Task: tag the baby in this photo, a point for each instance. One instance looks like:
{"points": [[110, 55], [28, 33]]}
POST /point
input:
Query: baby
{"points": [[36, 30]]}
━━━
_Assignment:_ An exact copy of all the entries is what's needed; write it out.

_Solution below:_
Task: tag the baby in this photo, a point for each instance. One instance looks like:
{"points": [[110, 55], [28, 33]]}
POST /point
input:
Query: baby
{"points": [[36, 30]]}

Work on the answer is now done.